In the short term, it will be necessary to address the differences in judicial review at the
national vis-à-vis the European level. This could either be in the form changing the Court of Justice’s
review intensity or by means of secondary EU legislation, requiring all independent EU agencies
to perform a regulatory impact assessment specifically addressing proportionality and subsidiary
requirements of proposed measures. These could help to re-instigate dialogue between the German
FCC and the Court of Justice.
In the longer term and in order to address the structural flaws at constitutional level, it will
be necessary to formally change the European treaties. We suggested that these changes should
incorporate the following:
-
Remedy the artificial delimitation between monetary and economic policies and
putting both on an equal footing, AND
Either adding a primacy clause in the treaty, thus creating a federal framework and
integrated model for the EU at the expense of constitutional pluralism, OR
Creating a mixed constitutional chamber at the Court of Justice according to the
proposal brought forward by Weiler and Sarmiento, which would allow for a legal
solution to any similar Weiss situation in the future
The BVerfG’s judgment may be seen as a thorn in the eyes of the Court of Justice and the
EU as a whole, but if responded to adequately could help to reform these weaknesses of the EU
constitutional legal order to the better.

▸ Exercise data
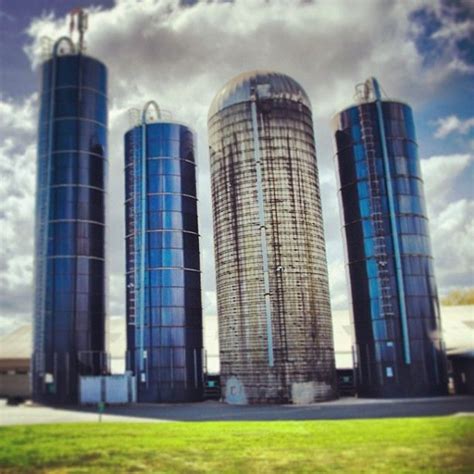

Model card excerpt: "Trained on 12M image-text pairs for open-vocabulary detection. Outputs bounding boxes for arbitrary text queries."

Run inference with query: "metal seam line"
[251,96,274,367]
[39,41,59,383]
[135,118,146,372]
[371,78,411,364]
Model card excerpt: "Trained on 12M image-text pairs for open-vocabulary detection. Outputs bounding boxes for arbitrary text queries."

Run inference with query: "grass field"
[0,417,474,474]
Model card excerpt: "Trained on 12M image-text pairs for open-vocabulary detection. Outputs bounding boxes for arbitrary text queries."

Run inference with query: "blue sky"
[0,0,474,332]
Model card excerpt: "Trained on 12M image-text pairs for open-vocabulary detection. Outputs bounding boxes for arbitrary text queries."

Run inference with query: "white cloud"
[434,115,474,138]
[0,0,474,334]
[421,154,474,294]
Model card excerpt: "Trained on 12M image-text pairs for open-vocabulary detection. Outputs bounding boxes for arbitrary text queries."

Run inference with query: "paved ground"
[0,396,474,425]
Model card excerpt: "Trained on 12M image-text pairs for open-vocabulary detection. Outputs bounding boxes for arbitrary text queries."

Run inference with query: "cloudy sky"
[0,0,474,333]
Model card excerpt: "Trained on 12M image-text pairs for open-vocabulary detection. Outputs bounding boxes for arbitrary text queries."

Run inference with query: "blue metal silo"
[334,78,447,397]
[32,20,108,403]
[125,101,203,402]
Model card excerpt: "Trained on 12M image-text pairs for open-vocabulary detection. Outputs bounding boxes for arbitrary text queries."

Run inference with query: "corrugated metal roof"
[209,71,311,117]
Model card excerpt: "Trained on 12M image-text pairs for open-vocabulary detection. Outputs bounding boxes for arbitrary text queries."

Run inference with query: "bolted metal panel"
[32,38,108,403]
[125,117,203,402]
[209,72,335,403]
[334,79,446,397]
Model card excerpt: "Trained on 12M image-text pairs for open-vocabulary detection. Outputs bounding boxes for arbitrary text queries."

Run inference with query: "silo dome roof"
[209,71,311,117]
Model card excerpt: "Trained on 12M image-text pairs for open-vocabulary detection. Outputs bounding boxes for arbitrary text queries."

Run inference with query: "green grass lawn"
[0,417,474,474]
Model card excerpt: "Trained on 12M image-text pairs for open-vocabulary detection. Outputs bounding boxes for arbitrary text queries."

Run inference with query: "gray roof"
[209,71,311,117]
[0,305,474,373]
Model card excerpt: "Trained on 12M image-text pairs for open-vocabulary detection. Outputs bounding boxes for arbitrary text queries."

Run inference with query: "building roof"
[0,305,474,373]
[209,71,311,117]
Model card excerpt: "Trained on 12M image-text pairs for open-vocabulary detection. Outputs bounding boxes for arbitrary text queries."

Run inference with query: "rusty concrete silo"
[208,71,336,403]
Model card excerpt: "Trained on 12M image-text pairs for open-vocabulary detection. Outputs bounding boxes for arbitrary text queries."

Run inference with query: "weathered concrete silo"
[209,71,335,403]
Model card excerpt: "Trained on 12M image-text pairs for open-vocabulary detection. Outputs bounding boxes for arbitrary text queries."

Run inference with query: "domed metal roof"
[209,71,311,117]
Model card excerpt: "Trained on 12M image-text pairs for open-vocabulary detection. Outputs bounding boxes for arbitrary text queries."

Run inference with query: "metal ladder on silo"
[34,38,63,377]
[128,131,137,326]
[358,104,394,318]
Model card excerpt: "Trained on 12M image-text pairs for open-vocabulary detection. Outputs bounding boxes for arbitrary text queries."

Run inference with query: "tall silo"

---

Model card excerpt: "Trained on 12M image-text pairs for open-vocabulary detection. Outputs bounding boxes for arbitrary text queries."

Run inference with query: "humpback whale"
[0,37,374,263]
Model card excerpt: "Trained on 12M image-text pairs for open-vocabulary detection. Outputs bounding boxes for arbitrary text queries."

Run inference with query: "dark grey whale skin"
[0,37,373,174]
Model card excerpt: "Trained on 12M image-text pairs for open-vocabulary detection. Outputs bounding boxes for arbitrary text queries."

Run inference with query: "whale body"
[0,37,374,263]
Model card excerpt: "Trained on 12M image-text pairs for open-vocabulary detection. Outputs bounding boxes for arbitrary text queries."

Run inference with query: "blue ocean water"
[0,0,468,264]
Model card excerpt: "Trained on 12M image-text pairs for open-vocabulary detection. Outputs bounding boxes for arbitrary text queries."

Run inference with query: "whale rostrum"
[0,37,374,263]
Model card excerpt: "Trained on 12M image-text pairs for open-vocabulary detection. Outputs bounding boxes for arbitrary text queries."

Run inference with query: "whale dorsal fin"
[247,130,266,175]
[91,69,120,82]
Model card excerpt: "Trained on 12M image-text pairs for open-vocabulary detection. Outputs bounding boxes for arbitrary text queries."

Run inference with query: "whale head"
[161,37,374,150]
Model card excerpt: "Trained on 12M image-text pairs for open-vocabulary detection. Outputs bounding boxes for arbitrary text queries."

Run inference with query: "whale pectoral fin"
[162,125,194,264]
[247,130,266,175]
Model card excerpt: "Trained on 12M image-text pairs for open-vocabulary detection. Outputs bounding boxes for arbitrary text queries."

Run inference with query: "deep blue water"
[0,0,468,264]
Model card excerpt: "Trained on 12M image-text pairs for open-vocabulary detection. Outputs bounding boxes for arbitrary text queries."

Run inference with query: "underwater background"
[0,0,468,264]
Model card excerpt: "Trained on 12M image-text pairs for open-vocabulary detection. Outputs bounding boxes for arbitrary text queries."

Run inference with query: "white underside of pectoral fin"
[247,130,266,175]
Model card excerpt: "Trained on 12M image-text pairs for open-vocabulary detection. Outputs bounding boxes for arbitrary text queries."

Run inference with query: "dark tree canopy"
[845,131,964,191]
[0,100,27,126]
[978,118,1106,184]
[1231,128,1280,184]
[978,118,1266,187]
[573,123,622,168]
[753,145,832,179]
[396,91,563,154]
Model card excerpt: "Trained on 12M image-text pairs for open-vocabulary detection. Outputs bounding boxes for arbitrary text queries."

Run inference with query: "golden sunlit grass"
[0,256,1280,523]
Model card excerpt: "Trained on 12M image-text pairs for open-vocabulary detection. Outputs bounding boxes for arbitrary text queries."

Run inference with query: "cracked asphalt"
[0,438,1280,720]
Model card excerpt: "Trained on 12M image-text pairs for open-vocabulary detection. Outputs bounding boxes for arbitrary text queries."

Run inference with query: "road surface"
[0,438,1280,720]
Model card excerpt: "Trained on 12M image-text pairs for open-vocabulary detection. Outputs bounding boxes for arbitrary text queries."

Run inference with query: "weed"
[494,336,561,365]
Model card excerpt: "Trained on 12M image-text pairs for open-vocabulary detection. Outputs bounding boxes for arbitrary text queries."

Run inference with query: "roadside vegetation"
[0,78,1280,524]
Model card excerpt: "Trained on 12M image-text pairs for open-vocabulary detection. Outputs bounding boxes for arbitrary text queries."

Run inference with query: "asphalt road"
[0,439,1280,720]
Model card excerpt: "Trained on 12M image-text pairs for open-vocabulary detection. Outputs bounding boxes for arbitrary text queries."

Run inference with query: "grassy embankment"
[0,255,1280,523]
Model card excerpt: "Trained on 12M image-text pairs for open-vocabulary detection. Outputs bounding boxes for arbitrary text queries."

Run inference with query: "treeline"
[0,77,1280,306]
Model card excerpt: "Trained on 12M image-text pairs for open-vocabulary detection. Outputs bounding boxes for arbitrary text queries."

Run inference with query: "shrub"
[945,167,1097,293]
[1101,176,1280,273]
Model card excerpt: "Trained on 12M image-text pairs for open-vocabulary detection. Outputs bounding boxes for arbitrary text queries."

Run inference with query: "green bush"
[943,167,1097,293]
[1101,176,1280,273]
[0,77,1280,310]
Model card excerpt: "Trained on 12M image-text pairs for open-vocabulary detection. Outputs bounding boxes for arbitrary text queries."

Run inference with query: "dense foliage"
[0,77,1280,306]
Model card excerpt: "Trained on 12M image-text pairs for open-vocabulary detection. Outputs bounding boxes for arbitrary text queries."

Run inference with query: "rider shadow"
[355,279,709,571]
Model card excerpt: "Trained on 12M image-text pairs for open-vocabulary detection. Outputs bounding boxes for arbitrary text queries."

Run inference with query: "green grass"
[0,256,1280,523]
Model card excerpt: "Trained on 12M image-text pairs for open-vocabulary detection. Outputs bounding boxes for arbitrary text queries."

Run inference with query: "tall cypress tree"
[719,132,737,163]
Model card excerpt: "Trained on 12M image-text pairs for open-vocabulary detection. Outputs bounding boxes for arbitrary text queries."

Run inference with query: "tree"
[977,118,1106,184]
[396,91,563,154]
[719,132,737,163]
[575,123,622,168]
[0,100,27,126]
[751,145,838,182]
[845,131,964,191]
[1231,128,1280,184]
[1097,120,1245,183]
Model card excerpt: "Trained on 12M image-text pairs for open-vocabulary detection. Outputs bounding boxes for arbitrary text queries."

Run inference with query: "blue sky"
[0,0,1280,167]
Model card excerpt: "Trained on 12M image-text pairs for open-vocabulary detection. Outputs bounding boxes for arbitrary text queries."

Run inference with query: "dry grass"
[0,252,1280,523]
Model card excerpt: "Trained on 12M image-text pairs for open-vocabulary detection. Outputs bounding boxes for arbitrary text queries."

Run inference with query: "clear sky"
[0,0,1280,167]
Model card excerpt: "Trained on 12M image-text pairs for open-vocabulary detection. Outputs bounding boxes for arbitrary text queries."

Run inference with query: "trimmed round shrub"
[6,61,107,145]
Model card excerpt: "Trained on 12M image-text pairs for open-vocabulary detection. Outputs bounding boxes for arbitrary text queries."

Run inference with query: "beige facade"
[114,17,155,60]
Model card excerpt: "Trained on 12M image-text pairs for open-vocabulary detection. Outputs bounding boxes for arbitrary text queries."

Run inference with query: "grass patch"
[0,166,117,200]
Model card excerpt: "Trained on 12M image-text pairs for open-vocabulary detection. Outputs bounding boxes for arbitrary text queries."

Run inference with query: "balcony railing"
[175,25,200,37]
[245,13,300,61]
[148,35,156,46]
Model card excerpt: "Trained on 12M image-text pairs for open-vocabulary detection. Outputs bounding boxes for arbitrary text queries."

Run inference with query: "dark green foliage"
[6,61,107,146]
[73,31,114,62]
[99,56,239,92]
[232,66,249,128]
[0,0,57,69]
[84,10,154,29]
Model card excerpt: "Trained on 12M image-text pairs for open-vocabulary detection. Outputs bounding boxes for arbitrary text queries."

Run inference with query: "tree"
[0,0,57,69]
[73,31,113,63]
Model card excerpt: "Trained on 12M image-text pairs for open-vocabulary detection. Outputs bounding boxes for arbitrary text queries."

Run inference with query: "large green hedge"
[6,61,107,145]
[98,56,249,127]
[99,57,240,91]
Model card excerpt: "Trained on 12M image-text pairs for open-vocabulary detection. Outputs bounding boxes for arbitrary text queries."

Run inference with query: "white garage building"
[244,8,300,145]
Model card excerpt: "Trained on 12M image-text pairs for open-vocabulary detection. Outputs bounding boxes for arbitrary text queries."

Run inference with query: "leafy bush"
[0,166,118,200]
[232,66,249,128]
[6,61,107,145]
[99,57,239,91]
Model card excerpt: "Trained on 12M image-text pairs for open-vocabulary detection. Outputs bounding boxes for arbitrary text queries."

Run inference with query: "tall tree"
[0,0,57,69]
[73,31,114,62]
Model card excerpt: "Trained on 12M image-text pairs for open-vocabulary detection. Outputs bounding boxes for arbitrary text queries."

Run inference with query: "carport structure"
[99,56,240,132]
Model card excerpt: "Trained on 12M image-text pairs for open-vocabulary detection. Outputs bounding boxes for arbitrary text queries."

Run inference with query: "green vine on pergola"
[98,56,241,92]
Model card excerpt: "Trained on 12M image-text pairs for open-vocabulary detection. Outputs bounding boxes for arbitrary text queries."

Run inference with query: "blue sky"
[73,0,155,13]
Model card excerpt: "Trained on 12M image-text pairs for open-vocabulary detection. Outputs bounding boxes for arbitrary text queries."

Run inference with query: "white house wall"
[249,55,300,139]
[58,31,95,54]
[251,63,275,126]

▸ Required work
Do the following statements agree with the passage on EU constitutional reform? Answer yes or no for each, quoting the words from the passage that decide it.
1. Formally changing the European treaties is presented as a short-term measure.
2. The mixed constitutional chamber at the Court of Justice is credited to a proposal by Weiler and Sarmiento.
3. The secondary EU legislation would require all independent EU agencies to carry out a regulatory impact assessment.
You won't need the data to complete this.

▸ Output of the task
1. No: "In the longer term and in order to address the structural flaws at constitutional level, it will be necessary to formally change the European treaties."
2. Yes: "according to the proposal brought forward by Weiler and Sarmiento"
3. Yes: "requiring all independent EU agencies to perform a regulatory impact assessment"